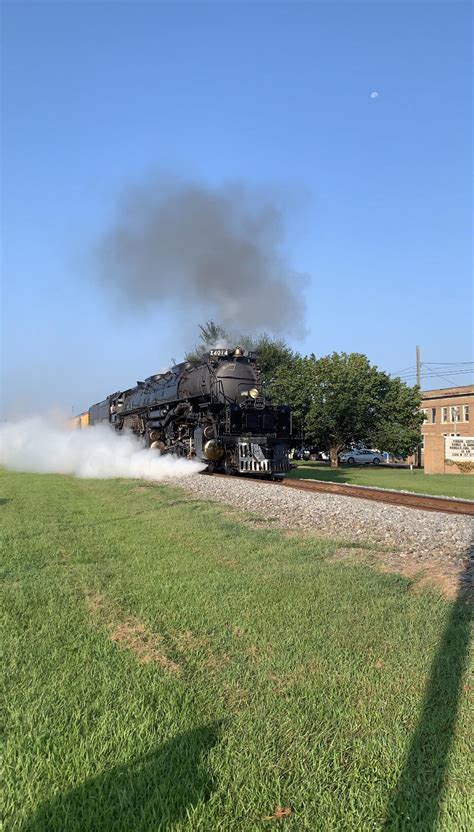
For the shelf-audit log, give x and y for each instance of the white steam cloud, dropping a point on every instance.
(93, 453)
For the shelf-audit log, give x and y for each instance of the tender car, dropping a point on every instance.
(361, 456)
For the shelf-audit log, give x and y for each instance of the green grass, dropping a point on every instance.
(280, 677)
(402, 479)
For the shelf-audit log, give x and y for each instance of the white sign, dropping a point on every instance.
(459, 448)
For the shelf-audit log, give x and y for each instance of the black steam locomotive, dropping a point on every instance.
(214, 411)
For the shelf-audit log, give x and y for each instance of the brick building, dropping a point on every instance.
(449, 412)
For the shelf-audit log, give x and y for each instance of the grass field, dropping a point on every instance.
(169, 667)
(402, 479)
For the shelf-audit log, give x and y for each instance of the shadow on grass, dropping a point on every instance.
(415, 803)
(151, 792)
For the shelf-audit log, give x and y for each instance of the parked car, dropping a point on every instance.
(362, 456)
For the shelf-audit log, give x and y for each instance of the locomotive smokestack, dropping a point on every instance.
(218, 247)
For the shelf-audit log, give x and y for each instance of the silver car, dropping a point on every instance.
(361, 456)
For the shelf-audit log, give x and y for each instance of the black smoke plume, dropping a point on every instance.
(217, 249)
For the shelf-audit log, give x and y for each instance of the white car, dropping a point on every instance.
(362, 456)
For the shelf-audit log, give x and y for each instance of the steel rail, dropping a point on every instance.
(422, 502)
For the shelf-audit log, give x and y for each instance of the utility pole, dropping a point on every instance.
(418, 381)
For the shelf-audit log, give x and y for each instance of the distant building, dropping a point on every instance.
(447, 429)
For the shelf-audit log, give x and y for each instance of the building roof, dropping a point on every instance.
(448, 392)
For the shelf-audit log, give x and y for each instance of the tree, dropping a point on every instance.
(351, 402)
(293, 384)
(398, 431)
* * *
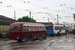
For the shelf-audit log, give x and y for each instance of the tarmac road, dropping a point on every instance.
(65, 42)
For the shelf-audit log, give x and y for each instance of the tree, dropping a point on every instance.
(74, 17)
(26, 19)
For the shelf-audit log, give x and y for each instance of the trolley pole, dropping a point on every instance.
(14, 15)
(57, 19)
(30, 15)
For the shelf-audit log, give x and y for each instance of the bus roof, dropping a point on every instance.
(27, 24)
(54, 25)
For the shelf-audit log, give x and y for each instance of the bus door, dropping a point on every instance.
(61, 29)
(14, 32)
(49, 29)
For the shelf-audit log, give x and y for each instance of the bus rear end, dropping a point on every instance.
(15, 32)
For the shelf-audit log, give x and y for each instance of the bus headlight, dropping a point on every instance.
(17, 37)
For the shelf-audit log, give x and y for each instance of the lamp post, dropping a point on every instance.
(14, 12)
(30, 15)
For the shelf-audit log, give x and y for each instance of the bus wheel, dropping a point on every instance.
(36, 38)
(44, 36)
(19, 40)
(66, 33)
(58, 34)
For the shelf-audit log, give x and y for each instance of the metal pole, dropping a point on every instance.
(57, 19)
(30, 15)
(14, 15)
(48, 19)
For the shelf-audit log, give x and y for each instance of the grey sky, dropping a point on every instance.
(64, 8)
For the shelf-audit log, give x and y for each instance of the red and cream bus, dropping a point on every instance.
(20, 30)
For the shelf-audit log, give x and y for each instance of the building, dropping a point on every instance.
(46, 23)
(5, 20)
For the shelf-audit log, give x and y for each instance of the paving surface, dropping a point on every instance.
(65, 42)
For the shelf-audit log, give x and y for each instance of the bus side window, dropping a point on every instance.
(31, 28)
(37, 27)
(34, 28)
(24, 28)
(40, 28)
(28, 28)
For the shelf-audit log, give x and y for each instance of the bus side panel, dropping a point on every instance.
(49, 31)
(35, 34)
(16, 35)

**WHAT THIS TASK INVOLVES**
Copy each line of the rows above that contains the word "roof". Treat uppercase and lowercase letters as different.

**ANSWER TO THE TASK**
For the shelf-audit log, give x and y for each instance of the building roof, dropping a point on every instance.
For the shelf-audit log, give x and y for each instance of the bus roof, dropping a point on every instance.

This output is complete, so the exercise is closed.